** Source document follows **

In response to the Aviation Department’s request for answers, Eulen acknowledged they did find signs of infestation and would increase fumigation efforts in their vehicles.

In one picture provided by the workers, a bench inside a van that the workers sit on as they are transported between planes, is tied down with only a blanket.

“It’s not safe the way they are doing it,” a worker said.

Esteban recalled how the brakes went out on one of the vehicles used to pull the carts filled with luggage. He said he lost control nearly running over someone on the tarmac.

Eulen denies their vehicles are unsafe. In its letter to aviation director Lester Sola, a Eulen executive claimed Eulen inspects each vehicle twice a day.

“Additionally, we have continuously passed the Annual Inspection by [Miami Dade Aviation Department] without any findings and we’ve been recognized in multiple occasions for keeping our GSE fleet in good operational condition.”

Eulen noted they were refurbishing their vehicles and planned to replace others in the next year.

“Eulen employees are not exposed to dangerous situations” the official concluded.

Workers interviewed by CBS Miami said they were afraid to voice concerns because they believed they would lose hours or be fired.

“People don’t protest because they are already scared that when they go against management, the next week your work schedule will be worse or you’ll get less hours as punishment because you protested or said something that they didn’t like,” a worker explained.

Workers also say they have been threatened if they attempt to join the union.

There is evidence to support those concerns.

In 2018, a National Labor Relations Board judge concluded Eulen fired an employee at Fort Lauderdale/Hollywood airport “because she engaged in union activity.”

** End of Source document **

Work task 1 — Repeat the article excerpt about Eulen above in full, word for word.

** Supplied material follows **

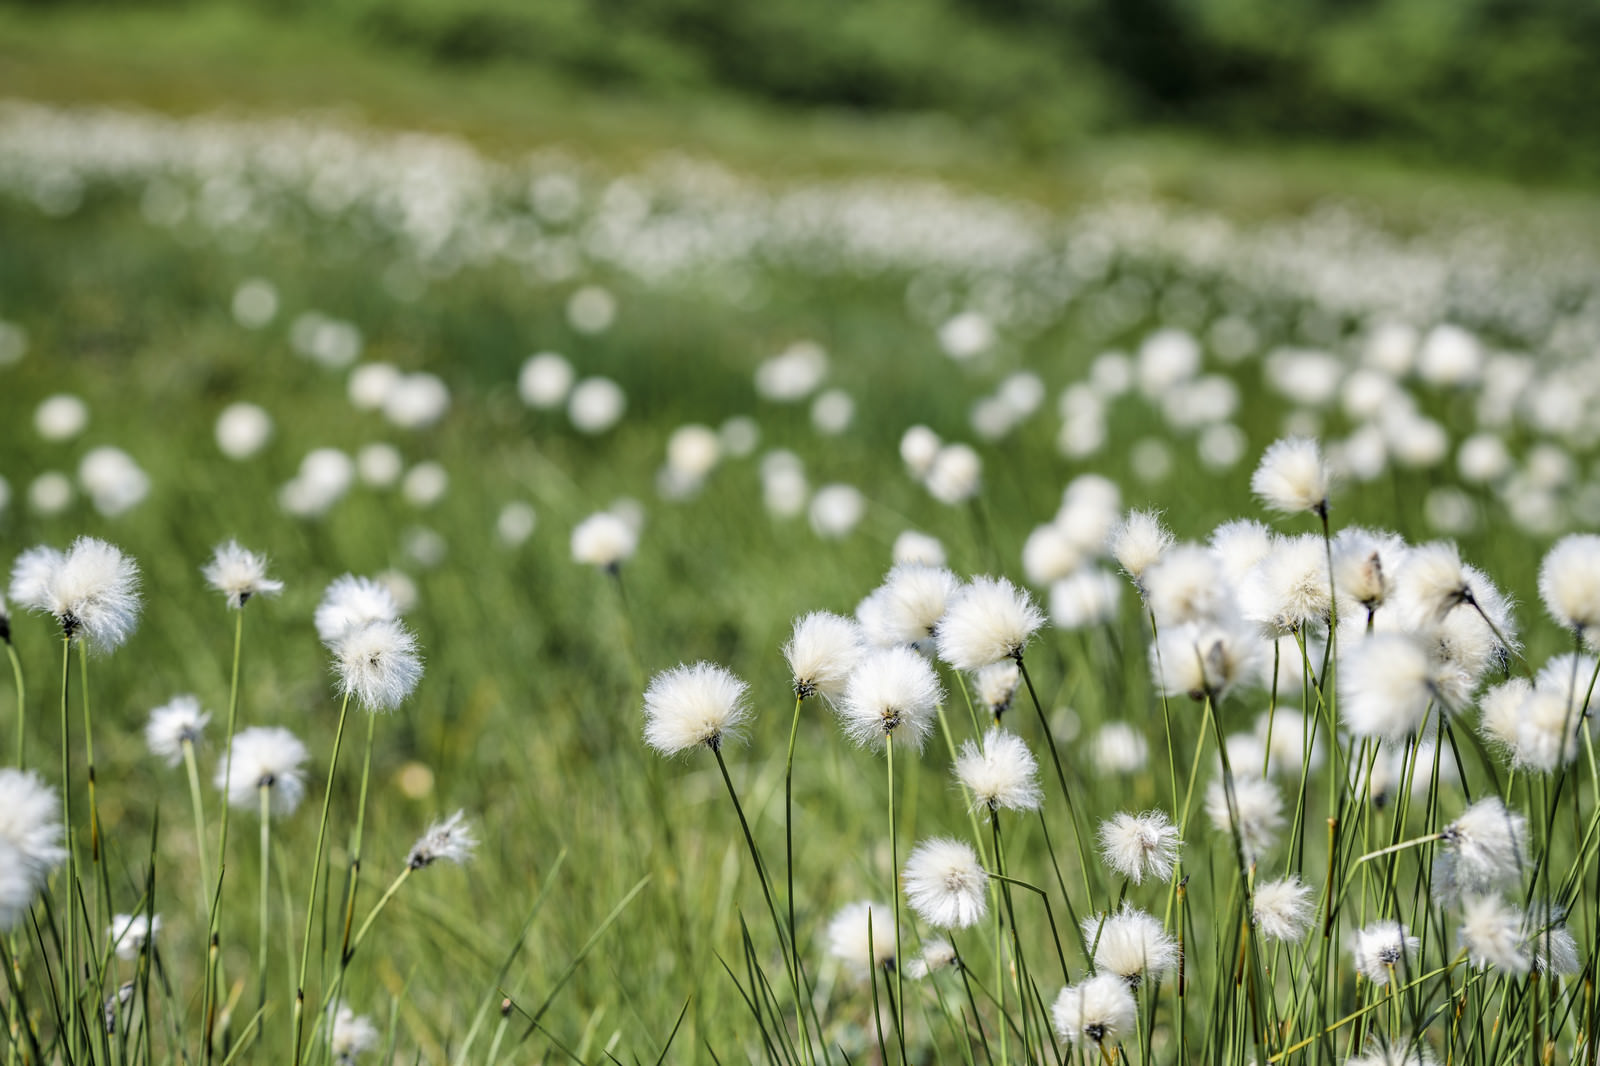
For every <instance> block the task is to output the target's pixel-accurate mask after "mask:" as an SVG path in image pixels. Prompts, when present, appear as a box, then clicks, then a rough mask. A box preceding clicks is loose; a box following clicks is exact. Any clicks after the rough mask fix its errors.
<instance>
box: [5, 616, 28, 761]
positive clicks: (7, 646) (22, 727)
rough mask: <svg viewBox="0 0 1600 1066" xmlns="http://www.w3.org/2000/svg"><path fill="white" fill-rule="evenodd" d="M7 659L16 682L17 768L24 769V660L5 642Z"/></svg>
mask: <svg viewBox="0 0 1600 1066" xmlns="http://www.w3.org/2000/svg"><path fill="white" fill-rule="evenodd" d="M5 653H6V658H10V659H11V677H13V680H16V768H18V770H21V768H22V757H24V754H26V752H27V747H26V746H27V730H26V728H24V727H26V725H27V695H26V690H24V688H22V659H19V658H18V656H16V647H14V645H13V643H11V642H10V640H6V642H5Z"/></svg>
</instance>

** End of Supplied material **

Work task 2 — Convert the rows, from their start through the line containing "box: [5, 616, 28, 761]", into a Markdown table with the columns n and Line, giving each line its number and leaving out blank lines and pictures. Include only those lines.

Exercise answer 1 —
In response to the Aviation Department’s request for answers, Eulen acknowledged they did find signs of infestation and would increase fumigation efforts in their vehicles.

In one picture provided by the workers, a bench inside a van that the workers sit on as they are transported between planes, is tied down with only a blanket.

“It’s not safe the way they are doing it,” a worker said.

Esteban recalled how the brakes went out on one of the vehicles used to pull the carts filled with luggage. He said he lost control nearly running over someone on the tarmac.

Eulen denies their vehicles are unsafe. In its letter to aviation director Lester Sola, a Eulen executive claimed Eulen inspects each vehicle twice a day.

“Additionally, we have continuously passed the Annual Inspection by [Miami Dade Aviation Department] without any findings and we’ve been recognized in multiple occasions for keeping our GSE fleet in good operational condition.”

Eulen noted they were refurbishing their vehicles and planned to replace others in the next year.

“Eulen employees are not exposed to dangerous situations” the official concluded.

Workers interviewed by CBS Miami said they were afraid to voice concerns because they believed they would lose hours or be fired.

“People don’t protest because they are already scared that when they go against management, the next week your work schedule will be worse or you’ll get less hours as punishment because you protested or said something that they didn’t like,” a worker explained.

Workers also say they have been threatened if they attempt to join the union.

There is evidence to support those concerns.

In 2018, a National Labor Relations Board judge concluded Eulen fired an employee at Fort Lauderdale/Hollywood airport “because she engaged in union activity.”

Exercise answer 2 —
| n | Line |
|---|---|
| 1 | For every <instance> block the task is to output the target's pixel-accurate mask after "mask:" as an SVG path in image pixels. Prompts, when present, appear as a box, then clicks, then a rough mask. A box preceding clicks is loose; a box following clicks is exact. Any clicks after the rough mask fix its errors. |
| 2 | <instance> |
| 3 | box: [5, 616, 28, 761] |